━━━ PASSAGE PROVIDED

This Budget Season, Let the People Speak

by Casey Mills on May 31, 2005

As politicians and the public gear up for the budget season, City Hall must work to ensure that everyone gets a real voice in the process. In past years, city officials have dominated hearings that drag on for hours and hours, with small windows of time appearing unpredictably for public comment. Once budget decisions get made, many often feel that deals were cut well before the hearing, and that their input mattered little. When Mayor Gavin Newsom unveils his budget tomorrow, the Board of Supervisors should take some immediate steps to ensure this disenfranchisement from the public process does not happen again.

For starters, the current practice of beginning a budget hearing at 9 in the morning, ending it at 9 at night, and having public comment appear at undisclosed times sometime in between must end. Rather than allowing department heads to take control of the hearing and speak for hours on the intricacies of line items of their budget, leaving the public twiddling their thumbs until they’re called on, specific times should be set for public comment.

The system could work like this: At 9 a.m., the budget hearing begins. City officials get two hours to explain the budget and answer questions. Whether they think they’re done or not, at 11 a.m. public comment begins. Once people are finished speaking, conversation between governmental bodies can continue. This sort of structure would continue throughout the day.

This system would allow everyday citizens to speak their minds without wasting an entire day of their lives to speak for two minutes. This system could also make sure to set some of the times for public comment after 5 p.m., giving many working people a rare opportunity to voice their opinion about city affairs.

━━━━━━

TASKS TO CARRY OUT:
a. In the column on budget hearings, at what time would public comment begin under the proposed schedule?
b. Please pick up the column on budget hearings after its final sentence and write the next few paragraphs in the same voice.

━━━ DATASET ENTRIES

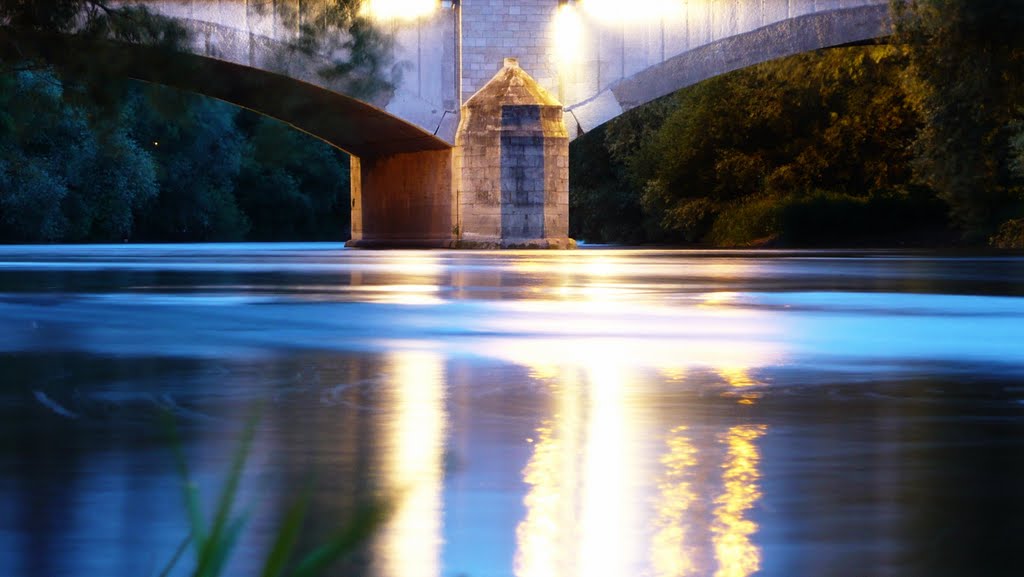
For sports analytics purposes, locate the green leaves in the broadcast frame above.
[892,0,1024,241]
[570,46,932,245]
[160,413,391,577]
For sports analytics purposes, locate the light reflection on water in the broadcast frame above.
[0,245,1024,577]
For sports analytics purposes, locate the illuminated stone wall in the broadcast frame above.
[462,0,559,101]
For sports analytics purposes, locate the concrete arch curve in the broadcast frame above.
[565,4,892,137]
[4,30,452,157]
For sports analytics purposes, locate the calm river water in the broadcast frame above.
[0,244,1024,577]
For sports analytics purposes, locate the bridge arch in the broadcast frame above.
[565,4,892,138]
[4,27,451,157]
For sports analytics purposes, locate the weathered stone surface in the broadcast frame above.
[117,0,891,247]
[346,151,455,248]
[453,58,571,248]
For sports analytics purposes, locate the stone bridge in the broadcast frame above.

━━━━━━
━━━ DATASET ENTRIES

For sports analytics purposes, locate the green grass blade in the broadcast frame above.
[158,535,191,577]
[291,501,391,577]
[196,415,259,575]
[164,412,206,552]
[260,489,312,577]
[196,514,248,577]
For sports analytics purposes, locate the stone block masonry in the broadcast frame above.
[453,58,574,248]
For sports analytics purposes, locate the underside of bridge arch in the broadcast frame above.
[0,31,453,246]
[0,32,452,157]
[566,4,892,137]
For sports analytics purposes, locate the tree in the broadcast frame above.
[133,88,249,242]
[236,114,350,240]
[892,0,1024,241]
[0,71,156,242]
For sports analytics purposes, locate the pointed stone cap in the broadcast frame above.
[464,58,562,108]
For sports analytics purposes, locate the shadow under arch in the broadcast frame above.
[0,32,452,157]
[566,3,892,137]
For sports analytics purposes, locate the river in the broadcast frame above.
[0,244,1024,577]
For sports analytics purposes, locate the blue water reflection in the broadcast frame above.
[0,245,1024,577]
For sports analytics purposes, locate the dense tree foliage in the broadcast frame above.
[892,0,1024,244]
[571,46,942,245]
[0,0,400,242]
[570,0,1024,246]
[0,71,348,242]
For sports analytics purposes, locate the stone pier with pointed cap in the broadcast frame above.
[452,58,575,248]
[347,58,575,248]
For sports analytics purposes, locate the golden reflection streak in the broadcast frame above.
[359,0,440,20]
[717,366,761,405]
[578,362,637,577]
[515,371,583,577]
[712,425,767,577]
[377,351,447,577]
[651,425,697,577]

━━━━━━
━━━ DATASET ENTRIES

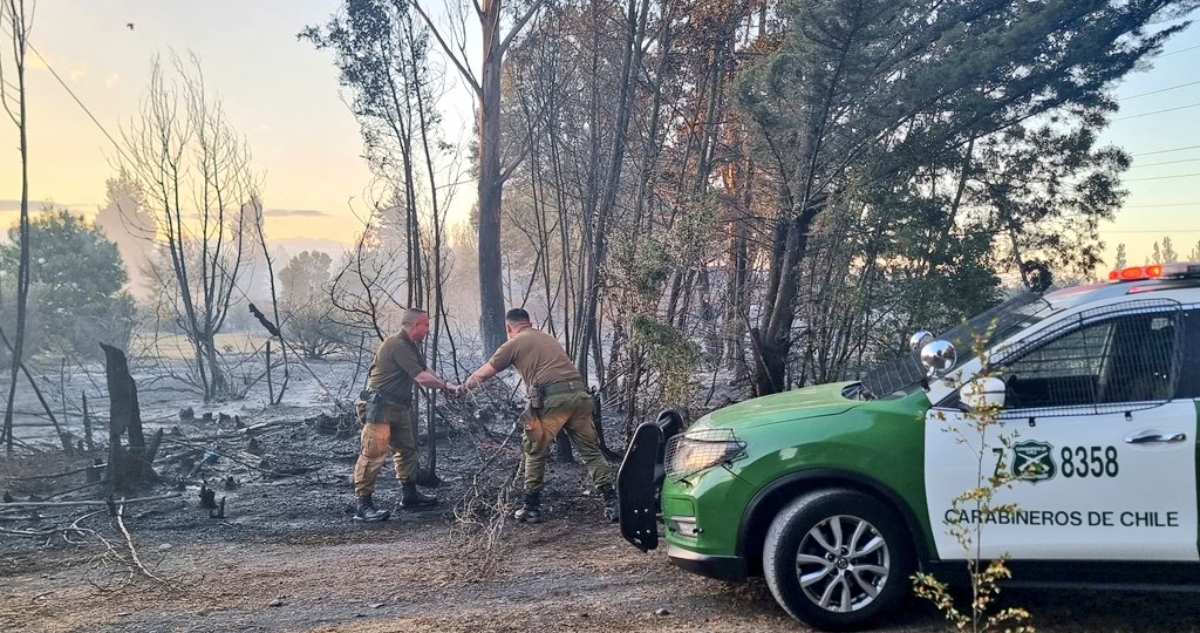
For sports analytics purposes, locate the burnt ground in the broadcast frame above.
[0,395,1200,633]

━━━━━━

REPLIES:
a. 11 a.m.

b.
Another way to structurally improve the process would be to ensure one department’s or agency’s budget gets taken up at a time, rather than the current practice of scheduling a variety of hearings on the same day. The latter not only confuses people, but it makes it even more difficult for everyday citizens wanting to speak on a certain part of the budget to nail down exactly what time that part will be heard.

Supervisors should also be more willing to continue budget hearings if they go past a certain time. This would ensure that those who scheduled a certain chunk of their time to attend a budget hearing would not be forced to spending several more hours at City Hall than they planned. It would also keep vital decisions from being made at extremely late hours, out of the public eye.

However, allowing the public adequate time to speak through structural reform does not solve the entire problem. The bigger issue involves public officials cutting deals with the Mayor and other big players before they even walk in to a budget hearing, a practice leaving the public extremely skeptical their voice means anything.

Those familiar with the budget process knows how it works – the Mayor offers a deal to a member of the Board, something like, ‘I’ll keep a hospital open in your district if you support my cut to a self-help center in someone else’s district.’ The Supervisor makes a political calculus and decides it’s worth it. By the time the deal’s done, a ‘jenga’-style tower of give-aways and compromises make up the final budget.

While compromise represents a necessary part of the budgetary process, the public should have a say in the compromises they want to make. Allowing this to happen is much harder to logistically solve than calling for more structured public comment. It takes a commitment from our elected representatives to honestly engage their constituencies in the entire process, not assume they know what’s best for them.

That requires a tremendous amount of time, effort, and listening, especially to ensure that the people of color, labor, LBGTs, women, seniors, youth and disabled people in each Supervisor’s district gets their two cents in. But this is what true representation is all about.

Let’s hope our elected officials can step up to the challenge.